_Problem set:_
(A) Decide whether each statement agrees with the catalysis text: (i) a reaction order of 0.7 was found for H2; (ii) the 2CoCu catalyst showed inhibition by CO; (iii) ethane kept rising once the co-fed ethylene went beyond 7.5 vol%. For each one, answer yes or no and quote the words from the text that settle it.
(B) Print the part of the catalysis text that starts at "The presence of the" and ends at "molecular Co species.".

Based on the performed partial pressure variations, a power-law model was applied to derive the reaction orders. The linearized plots of both variations are shown in Fig. 6. While a reaction order of 0.7 was calculated for H2, a negative value of approx. −0.3 was obtained for CO, indicating a slight inhibition by CO. While the reaction order for H2 is similar to the value of 0.8 derived for the 2CoCu catalyst, no inhibition by CO was observed for 2CoCu according to its reaction order of 0.5
![]() | ||
Fig. 6 Linearized plots of the logarithmic reaction rate r as a function of the CO and H2 partial pressures and the derived reaction orders for CO and H2. |
To further study the interplay of the carbonylation of primary alcohols and the reductive hydroformylation, ethylene co-feeding experiments were performed. The obtained chromatograms as well as the quantitative analysis are shown in Fig. 7. While an increasing molar fraction of ethane, propionaldehyde and 1-PrOH was expected, Fig. 7a shows clearly that no other primary alcohol increased as indicated by the 1-BuOH peaks. Additionally, Fig. 7b shows that propionaldehyde as well as 1-PrOH increased strongly and linearly with respect to the higher molar amount of ethylene co-fed under reaction conditions. While the thereby calculated increase in GC peak area is shown in Fig. S15 and 7c compares the derived mole fractions of ethane, propionaldehyde and 1-PrOH as a function of the co-fed ethylene, demonstrating a significant linear increase with increasing molar amount of co-fed ethylene due to the hydroformylation of ethylene to propionaldehyde and its subsequent hydrogenation to propanol. The trend observed for ethane clearly differed, because surpassing a molar amount of 7.5 vol% ethylene did not result in a further increase of ethane. Thus, co-feeding of ethylene revealed that the reductive hydroformylation occurred independently from the reductive carbonylation of primary alcohols, suggesting two different active sites.
The presence of the Co–N–C sites anchored by the functionalized carbon matrix was additionally investigated by analysing the product gas stream collected in the cold trap during a kinetic measurement using a fresh sample while varying the GHSV. The performed ICP-MS analysis of the 2-PrOH solution showed a Co mass concentration of 3.5 mg L−1 being present after 190 h TOS, thus confirming the presence of a volatile molecular Co species.
Furthermore, to gain further insight into the interplaying mechanisms, high-pressure MeOH pulses were performed. Fig. 8a shows the effect of the performed MeOH pulses on the mole fractions of the C1–C4 alcohols. Injecting the 0.35 vol% MeOH pulse as the pulse with the lowest amount of MeOH already resulted in a clear increase in all monitored alcohols. While this increase was rather moderate for 1-PrOH, the mole fractions of EtOH and 1-BuOH increased significantly even with the lowest molar content of MeOH in the pulse. By further increasing the molar fraction of MeOH in the pulse up to 0.88 vol%, this increase became even more pronounced resulting in more than doubled mole fractions of long-chain alcohols over a short period of time indicating the fast reductive carbonylation of MeOH to short-chain alcohols.

_Collected material:_
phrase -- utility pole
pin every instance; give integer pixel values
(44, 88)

_Responses to the tasks:_
(A)
(i) Yes: "a reaction order of 0.7 was calculated for H2"
(ii) No: "no inhibition by CO was observed for 2CoCu"
(iii) No: "surpassing a molar amount of 7.5 vol% ethylene did not result in a further increase of ethane"

(B)
The presence of the Co–N–C sites anchored by the functionalized carbon matrix was additionally investigated by analysing the product gas stream collected in the cold trap during a kinetic measurement using a fresh sample while varying the GHSV. The performed ICP-MS analysis of the 2-PrOH solution showed a Co mass concentration of 3.5 mg L−1 being present after 190 h TOS, thus confirming the presence of a volatile molecular Co species.